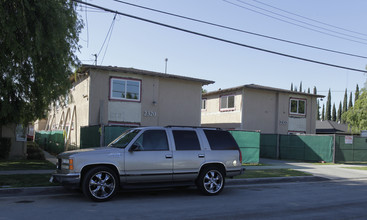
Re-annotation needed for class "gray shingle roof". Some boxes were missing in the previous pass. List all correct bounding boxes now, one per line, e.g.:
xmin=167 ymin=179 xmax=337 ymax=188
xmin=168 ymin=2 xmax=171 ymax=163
xmin=79 ymin=64 xmax=214 ymax=85
xmin=203 ymin=84 xmax=325 ymax=98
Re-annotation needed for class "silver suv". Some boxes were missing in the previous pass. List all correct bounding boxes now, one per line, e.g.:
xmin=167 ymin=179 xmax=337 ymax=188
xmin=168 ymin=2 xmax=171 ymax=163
xmin=51 ymin=126 xmax=244 ymax=201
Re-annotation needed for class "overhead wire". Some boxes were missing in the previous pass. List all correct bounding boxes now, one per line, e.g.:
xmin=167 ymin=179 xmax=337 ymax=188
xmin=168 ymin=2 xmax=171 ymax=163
xmin=111 ymin=0 xmax=367 ymax=59
xmin=252 ymin=0 xmax=367 ymax=38
xmin=72 ymin=0 xmax=367 ymax=74
xmin=222 ymin=0 xmax=367 ymax=45
xmin=232 ymin=0 xmax=367 ymax=42
xmin=97 ymin=13 xmax=117 ymax=65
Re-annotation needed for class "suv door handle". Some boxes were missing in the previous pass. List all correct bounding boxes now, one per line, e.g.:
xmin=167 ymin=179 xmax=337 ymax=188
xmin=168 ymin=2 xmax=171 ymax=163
xmin=198 ymin=154 xmax=205 ymax=158
xmin=165 ymin=154 xmax=173 ymax=159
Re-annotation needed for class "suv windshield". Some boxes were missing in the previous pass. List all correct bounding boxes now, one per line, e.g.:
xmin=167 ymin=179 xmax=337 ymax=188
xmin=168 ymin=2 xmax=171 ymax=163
xmin=108 ymin=129 xmax=140 ymax=148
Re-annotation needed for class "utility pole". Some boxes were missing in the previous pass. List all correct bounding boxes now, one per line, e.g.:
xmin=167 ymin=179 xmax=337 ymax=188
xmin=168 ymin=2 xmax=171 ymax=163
xmin=93 ymin=54 xmax=97 ymax=65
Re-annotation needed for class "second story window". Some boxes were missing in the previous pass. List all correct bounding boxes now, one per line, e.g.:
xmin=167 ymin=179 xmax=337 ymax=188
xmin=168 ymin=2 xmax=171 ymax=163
xmin=290 ymin=98 xmax=306 ymax=115
xmin=110 ymin=77 xmax=141 ymax=101
xmin=220 ymin=95 xmax=235 ymax=111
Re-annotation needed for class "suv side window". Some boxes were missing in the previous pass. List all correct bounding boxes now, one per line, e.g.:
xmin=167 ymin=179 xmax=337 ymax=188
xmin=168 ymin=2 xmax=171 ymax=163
xmin=133 ymin=130 xmax=169 ymax=151
xmin=173 ymin=130 xmax=201 ymax=150
xmin=204 ymin=130 xmax=238 ymax=150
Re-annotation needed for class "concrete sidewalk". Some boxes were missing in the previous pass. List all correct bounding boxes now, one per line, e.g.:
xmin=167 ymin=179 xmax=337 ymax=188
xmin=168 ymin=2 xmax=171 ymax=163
xmin=251 ymin=158 xmax=367 ymax=181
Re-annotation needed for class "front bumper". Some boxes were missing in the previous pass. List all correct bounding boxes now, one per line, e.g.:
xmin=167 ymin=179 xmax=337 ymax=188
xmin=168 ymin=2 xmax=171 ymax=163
xmin=50 ymin=173 xmax=80 ymax=187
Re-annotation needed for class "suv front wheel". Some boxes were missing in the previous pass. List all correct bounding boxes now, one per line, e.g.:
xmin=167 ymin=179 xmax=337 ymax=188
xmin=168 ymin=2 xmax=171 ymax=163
xmin=197 ymin=166 xmax=225 ymax=195
xmin=82 ymin=166 xmax=119 ymax=202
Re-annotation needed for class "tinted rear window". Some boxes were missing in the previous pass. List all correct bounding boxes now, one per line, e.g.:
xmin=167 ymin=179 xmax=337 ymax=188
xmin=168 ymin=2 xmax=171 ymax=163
xmin=173 ymin=130 xmax=201 ymax=150
xmin=204 ymin=130 xmax=239 ymax=150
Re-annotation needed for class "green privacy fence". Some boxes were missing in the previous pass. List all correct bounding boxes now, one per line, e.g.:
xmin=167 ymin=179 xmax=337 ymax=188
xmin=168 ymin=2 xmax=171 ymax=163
xmin=80 ymin=126 xmax=100 ymax=149
xmin=260 ymin=134 xmax=278 ymax=159
xmin=279 ymin=135 xmax=333 ymax=162
xmin=260 ymin=134 xmax=334 ymax=162
xmin=104 ymin=126 xmax=130 ymax=145
xmin=229 ymin=130 xmax=260 ymax=164
xmin=34 ymin=130 xmax=65 ymax=154
xmin=80 ymin=126 xmax=131 ymax=149
xmin=335 ymin=136 xmax=367 ymax=162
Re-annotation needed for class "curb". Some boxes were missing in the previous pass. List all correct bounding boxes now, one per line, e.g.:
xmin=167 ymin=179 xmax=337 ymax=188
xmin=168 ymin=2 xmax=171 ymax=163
xmin=226 ymin=176 xmax=329 ymax=185
xmin=0 ymin=176 xmax=328 ymax=198
xmin=0 ymin=186 xmax=69 ymax=197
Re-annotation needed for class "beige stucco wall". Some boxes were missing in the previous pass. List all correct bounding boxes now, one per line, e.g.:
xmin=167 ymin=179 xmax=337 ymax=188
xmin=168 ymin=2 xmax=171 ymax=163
xmin=202 ymin=87 xmax=319 ymax=134
xmin=86 ymin=69 xmax=204 ymax=127
xmin=242 ymin=88 xmax=279 ymax=133
xmin=201 ymin=90 xmax=242 ymax=129
xmin=155 ymin=78 xmax=202 ymax=126
xmin=42 ymin=75 xmax=90 ymax=147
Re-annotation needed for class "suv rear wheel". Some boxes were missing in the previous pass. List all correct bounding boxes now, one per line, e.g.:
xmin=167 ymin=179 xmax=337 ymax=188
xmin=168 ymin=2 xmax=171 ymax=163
xmin=82 ymin=166 xmax=118 ymax=202
xmin=197 ymin=166 xmax=225 ymax=195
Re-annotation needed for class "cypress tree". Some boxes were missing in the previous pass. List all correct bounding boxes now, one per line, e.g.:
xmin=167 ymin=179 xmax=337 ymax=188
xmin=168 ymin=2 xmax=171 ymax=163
xmin=332 ymin=103 xmax=336 ymax=121
xmin=313 ymin=86 xmax=317 ymax=95
xmin=290 ymin=83 xmax=293 ymax=91
xmin=355 ymin=84 xmax=360 ymax=102
xmin=322 ymin=104 xmax=325 ymax=121
xmin=326 ymin=89 xmax=331 ymax=120
xmin=343 ymin=89 xmax=348 ymax=113
xmin=317 ymin=100 xmax=320 ymax=120
xmin=307 ymin=88 xmax=310 ymax=93
xmin=299 ymin=81 xmax=303 ymax=93
xmin=349 ymin=92 xmax=353 ymax=109
xmin=337 ymin=101 xmax=342 ymax=122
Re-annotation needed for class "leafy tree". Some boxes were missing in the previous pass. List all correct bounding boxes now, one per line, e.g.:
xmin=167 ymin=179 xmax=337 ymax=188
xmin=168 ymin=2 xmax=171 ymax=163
xmin=342 ymin=89 xmax=367 ymax=133
xmin=325 ymin=89 xmax=331 ymax=120
xmin=355 ymin=84 xmax=359 ymax=102
xmin=332 ymin=103 xmax=336 ymax=121
xmin=337 ymin=101 xmax=342 ymax=122
xmin=0 ymin=1 xmax=82 ymax=131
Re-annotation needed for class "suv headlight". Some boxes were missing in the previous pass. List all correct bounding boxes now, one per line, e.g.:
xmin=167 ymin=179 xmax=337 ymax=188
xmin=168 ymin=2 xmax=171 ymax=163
xmin=61 ymin=158 xmax=74 ymax=170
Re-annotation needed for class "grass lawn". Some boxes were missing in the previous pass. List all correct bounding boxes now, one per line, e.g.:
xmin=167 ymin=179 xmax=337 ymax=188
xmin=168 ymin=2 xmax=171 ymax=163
xmin=233 ymin=169 xmax=312 ymax=179
xmin=0 ymin=160 xmax=56 ymax=171
xmin=0 ymin=174 xmax=59 ymax=188
xmin=342 ymin=167 xmax=367 ymax=171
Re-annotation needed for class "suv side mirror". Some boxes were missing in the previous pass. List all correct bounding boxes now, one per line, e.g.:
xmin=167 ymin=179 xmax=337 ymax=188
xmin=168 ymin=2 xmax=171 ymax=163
xmin=129 ymin=143 xmax=142 ymax=152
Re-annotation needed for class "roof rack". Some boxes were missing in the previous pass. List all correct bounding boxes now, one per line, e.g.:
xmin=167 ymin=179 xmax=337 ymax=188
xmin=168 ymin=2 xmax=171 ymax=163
xmin=164 ymin=125 xmax=222 ymax=130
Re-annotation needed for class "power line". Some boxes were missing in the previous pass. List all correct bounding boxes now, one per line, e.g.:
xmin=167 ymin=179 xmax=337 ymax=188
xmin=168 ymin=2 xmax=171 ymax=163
xmin=111 ymin=0 xmax=367 ymax=59
xmin=73 ymin=0 xmax=367 ymax=74
xmin=223 ymin=0 xmax=367 ymax=45
xmin=97 ymin=13 xmax=117 ymax=65
xmin=252 ymin=0 xmax=367 ymax=38
xmin=233 ymin=0 xmax=367 ymax=42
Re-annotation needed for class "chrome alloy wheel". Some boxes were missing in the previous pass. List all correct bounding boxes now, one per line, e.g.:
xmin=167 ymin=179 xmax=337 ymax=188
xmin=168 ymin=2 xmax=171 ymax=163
xmin=88 ymin=171 xmax=116 ymax=200
xmin=203 ymin=170 xmax=223 ymax=194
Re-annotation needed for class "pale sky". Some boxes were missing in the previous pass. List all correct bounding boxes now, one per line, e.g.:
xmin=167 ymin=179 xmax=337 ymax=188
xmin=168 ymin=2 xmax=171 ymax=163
xmin=75 ymin=0 xmax=367 ymax=109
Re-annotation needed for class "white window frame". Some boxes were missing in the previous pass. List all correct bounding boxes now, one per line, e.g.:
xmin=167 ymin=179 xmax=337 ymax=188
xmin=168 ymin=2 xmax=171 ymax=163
xmin=289 ymin=98 xmax=306 ymax=116
xmin=110 ymin=77 xmax=141 ymax=102
xmin=220 ymin=95 xmax=235 ymax=111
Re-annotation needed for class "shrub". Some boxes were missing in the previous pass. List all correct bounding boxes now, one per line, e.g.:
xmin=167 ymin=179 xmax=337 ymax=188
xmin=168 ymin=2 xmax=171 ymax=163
xmin=27 ymin=142 xmax=45 ymax=160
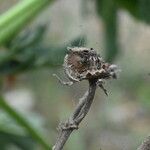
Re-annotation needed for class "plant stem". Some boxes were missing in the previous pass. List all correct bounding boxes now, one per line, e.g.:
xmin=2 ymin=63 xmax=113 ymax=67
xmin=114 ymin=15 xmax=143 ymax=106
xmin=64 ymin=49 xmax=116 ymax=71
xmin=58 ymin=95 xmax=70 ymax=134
xmin=53 ymin=79 xmax=97 ymax=150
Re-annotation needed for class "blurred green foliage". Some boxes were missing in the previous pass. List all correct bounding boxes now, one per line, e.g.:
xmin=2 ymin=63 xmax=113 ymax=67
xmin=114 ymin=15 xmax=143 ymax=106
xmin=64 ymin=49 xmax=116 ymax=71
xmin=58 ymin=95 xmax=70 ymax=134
xmin=0 ymin=0 xmax=53 ymax=45
xmin=0 ymin=25 xmax=86 ymax=75
xmin=0 ymin=131 xmax=35 ymax=150
xmin=96 ymin=0 xmax=150 ymax=62
xmin=0 ymin=0 xmax=150 ymax=149
xmin=96 ymin=0 xmax=118 ymax=62
xmin=0 ymin=0 xmax=86 ymax=149
xmin=0 ymin=0 xmax=53 ymax=149
xmin=0 ymin=96 xmax=50 ymax=149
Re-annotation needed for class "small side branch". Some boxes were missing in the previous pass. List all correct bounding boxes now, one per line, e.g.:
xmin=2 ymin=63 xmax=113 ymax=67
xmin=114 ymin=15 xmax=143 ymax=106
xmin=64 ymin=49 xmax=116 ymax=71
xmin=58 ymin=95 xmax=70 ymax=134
xmin=137 ymin=136 xmax=150 ymax=150
xmin=53 ymin=79 xmax=97 ymax=150
xmin=53 ymin=74 xmax=74 ymax=86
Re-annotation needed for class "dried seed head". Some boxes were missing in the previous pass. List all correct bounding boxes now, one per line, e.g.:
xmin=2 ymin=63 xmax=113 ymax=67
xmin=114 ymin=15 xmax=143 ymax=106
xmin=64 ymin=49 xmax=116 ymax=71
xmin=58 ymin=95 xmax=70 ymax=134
xmin=63 ymin=47 xmax=118 ymax=82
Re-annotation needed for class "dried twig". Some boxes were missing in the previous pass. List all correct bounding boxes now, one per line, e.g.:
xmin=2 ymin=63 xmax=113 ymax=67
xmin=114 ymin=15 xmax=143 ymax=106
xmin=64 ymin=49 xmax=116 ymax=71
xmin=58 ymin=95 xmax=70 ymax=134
xmin=53 ymin=79 xmax=97 ymax=150
xmin=137 ymin=136 xmax=150 ymax=150
xmin=53 ymin=47 xmax=118 ymax=150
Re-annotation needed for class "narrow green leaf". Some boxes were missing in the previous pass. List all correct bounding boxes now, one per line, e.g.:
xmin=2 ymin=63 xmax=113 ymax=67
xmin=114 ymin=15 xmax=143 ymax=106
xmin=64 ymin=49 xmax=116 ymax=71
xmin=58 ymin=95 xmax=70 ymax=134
xmin=0 ymin=130 xmax=35 ymax=150
xmin=0 ymin=0 xmax=53 ymax=45
xmin=96 ymin=0 xmax=119 ymax=62
xmin=0 ymin=96 xmax=51 ymax=149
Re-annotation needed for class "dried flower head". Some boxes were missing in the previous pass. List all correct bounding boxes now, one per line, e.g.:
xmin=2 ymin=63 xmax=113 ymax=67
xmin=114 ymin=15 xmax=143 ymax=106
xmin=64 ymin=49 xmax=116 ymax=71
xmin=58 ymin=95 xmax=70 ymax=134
xmin=53 ymin=47 xmax=119 ymax=95
xmin=53 ymin=47 xmax=120 ymax=150
xmin=64 ymin=47 xmax=118 ymax=82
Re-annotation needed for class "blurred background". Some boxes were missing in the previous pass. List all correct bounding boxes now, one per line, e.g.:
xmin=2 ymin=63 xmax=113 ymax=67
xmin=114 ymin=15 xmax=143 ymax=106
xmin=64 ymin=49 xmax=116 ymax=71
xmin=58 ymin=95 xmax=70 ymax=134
xmin=0 ymin=0 xmax=150 ymax=150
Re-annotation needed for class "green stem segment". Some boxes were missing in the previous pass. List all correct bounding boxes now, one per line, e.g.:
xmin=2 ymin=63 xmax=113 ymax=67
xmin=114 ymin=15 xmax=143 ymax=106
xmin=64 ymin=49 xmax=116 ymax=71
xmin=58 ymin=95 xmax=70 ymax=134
xmin=0 ymin=96 xmax=51 ymax=149
xmin=0 ymin=0 xmax=53 ymax=45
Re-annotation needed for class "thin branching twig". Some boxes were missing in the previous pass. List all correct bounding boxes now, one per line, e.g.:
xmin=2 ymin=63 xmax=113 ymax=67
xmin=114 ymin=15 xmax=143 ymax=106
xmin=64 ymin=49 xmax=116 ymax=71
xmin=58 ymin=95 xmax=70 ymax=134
xmin=53 ymin=79 xmax=97 ymax=150
xmin=53 ymin=47 xmax=119 ymax=150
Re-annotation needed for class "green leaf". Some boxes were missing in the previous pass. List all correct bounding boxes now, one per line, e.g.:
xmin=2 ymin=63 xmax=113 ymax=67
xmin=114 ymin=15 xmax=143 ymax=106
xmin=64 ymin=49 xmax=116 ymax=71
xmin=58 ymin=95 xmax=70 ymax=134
xmin=114 ymin=0 xmax=138 ymax=17
xmin=0 ymin=33 xmax=86 ymax=75
xmin=96 ymin=0 xmax=150 ymax=62
xmin=0 ymin=0 xmax=53 ymax=45
xmin=96 ymin=0 xmax=119 ymax=62
xmin=138 ymin=0 xmax=150 ymax=24
xmin=114 ymin=0 xmax=150 ymax=24
xmin=0 ymin=96 xmax=51 ymax=149
xmin=0 ymin=130 xmax=35 ymax=150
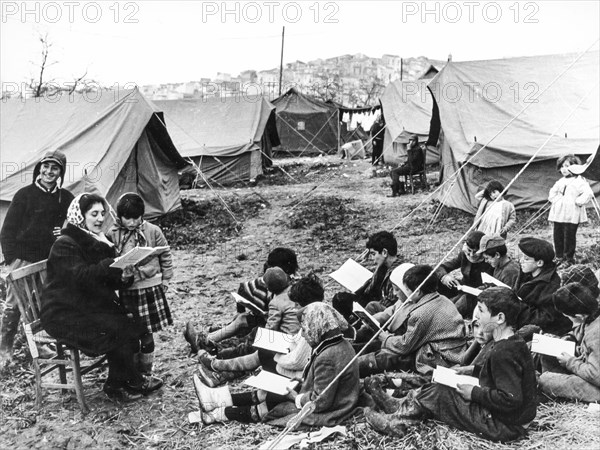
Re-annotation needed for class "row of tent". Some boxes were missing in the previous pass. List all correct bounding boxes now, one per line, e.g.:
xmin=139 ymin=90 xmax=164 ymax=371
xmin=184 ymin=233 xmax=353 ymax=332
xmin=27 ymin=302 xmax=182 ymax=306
xmin=1 ymin=51 xmax=599 ymax=236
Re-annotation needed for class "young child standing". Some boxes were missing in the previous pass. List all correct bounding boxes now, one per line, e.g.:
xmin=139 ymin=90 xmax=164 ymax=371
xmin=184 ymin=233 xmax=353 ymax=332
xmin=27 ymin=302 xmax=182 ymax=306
xmin=548 ymin=154 xmax=594 ymax=265
xmin=109 ymin=193 xmax=174 ymax=376
xmin=473 ymin=181 xmax=516 ymax=239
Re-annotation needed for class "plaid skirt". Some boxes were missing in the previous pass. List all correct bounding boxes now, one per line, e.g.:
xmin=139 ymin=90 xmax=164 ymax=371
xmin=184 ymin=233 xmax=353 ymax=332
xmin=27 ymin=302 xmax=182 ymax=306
xmin=120 ymin=285 xmax=173 ymax=333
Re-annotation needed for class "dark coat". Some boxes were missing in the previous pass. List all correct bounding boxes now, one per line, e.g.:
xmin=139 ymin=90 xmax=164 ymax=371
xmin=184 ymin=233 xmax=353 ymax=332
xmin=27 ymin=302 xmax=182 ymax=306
xmin=516 ymin=266 xmax=571 ymax=335
xmin=41 ymin=224 xmax=142 ymax=355
xmin=0 ymin=183 xmax=73 ymax=264
xmin=265 ymin=332 xmax=360 ymax=427
xmin=436 ymin=251 xmax=493 ymax=288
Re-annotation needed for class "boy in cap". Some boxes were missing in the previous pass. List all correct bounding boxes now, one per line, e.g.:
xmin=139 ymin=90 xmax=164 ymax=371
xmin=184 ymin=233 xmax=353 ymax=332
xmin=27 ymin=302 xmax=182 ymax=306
xmin=0 ymin=150 xmax=74 ymax=366
xmin=435 ymin=230 xmax=493 ymax=318
xmin=515 ymin=237 xmax=571 ymax=336
xmin=477 ymin=234 xmax=520 ymax=290
xmin=389 ymin=135 xmax=425 ymax=197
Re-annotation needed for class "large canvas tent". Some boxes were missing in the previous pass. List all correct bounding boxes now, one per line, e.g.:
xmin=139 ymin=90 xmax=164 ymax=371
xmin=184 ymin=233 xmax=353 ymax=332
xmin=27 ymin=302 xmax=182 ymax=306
xmin=380 ymin=79 xmax=438 ymax=165
xmin=428 ymin=51 xmax=600 ymax=212
xmin=272 ymin=88 xmax=339 ymax=155
xmin=155 ymin=96 xmax=279 ymax=185
xmin=0 ymin=88 xmax=186 ymax=234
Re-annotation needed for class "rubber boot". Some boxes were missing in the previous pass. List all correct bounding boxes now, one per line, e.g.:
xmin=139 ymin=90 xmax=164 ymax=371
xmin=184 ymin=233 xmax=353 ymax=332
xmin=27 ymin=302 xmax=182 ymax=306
xmin=364 ymin=375 xmax=404 ymax=414
xmin=364 ymin=407 xmax=415 ymax=437
xmin=211 ymin=351 xmax=260 ymax=373
xmin=193 ymin=374 xmax=233 ymax=412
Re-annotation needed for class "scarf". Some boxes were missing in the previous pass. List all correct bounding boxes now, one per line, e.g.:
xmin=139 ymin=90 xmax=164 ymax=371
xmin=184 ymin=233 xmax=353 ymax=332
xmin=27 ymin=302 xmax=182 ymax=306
xmin=66 ymin=193 xmax=113 ymax=247
xmin=300 ymin=303 xmax=348 ymax=348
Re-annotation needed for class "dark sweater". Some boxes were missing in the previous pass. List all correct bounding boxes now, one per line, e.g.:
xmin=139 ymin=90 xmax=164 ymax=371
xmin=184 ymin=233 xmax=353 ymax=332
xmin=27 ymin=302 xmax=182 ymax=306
xmin=435 ymin=251 xmax=493 ymax=288
xmin=516 ymin=266 xmax=571 ymax=335
xmin=471 ymin=335 xmax=537 ymax=426
xmin=0 ymin=183 xmax=73 ymax=264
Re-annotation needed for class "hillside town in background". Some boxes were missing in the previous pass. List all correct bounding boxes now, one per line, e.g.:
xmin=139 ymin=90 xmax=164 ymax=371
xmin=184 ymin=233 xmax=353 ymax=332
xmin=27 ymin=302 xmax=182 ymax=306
xmin=140 ymin=54 xmax=443 ymax=106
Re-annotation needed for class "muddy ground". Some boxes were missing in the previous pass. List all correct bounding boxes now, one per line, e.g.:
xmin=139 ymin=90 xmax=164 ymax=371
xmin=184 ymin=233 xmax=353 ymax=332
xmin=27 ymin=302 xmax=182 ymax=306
xmin=1 ymin=154 xmax=599 ymax=450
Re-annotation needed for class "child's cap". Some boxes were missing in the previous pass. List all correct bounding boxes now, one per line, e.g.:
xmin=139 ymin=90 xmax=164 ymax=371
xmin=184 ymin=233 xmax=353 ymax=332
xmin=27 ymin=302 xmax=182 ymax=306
xmin=562 ymin=265 xmax=599 ymax=296
xmin=518 ymin=237 xmax=555 ymax=263
xmin=263 ymin=267 xmax=289 ymax=294
xmin=389 ymin=263 xmax=415 ymax=295
xmin=553 ymin=282 xmax=598 ymax=317
xmin=476 ymin=234 xmax=505 ymax=254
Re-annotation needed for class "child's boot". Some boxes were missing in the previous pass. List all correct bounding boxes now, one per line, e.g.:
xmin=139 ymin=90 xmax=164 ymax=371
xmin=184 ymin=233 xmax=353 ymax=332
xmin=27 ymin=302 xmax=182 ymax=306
xmin=193 ymin=374 xmax=233 ymax=412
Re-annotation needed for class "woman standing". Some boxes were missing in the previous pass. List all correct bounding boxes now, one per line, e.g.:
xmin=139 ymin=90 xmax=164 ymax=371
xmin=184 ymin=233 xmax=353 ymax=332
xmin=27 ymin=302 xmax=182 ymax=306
xmin=548 ymin=154 xmax=594 ymax=265
xmin=41 ymin=193 xmax=163 ymax=402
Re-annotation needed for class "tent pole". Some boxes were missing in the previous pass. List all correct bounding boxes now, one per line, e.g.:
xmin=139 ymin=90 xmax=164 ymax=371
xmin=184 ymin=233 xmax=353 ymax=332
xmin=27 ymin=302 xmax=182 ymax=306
xmin=278 ymin=26 xmax=285 ymax=96
xmin=337 ymin=108 xmax=341 ymax=155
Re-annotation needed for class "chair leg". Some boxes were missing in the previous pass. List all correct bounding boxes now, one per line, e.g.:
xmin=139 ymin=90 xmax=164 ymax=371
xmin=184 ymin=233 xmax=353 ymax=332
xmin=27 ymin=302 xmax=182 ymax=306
xmin=69 ymin=349 xmax=88 ymax=414
xmin=56 ymin=344 xmax=68 ymax=394
xmin=32 ymin=358 xmax=43 ymax=410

#### Required work:
Where a line of the records has the string "twig", return that line.

#### Written answer:
Re-annotation needed for class "dried twig". Some boxes were missing in the previous pass. List all correct bounding boxes now, one per line, e.g.:
Re-annotation needed for class "thin branching twig". Some boxes were missing in the previous pass. List all correct bounding boxes now, one per line, e.g.:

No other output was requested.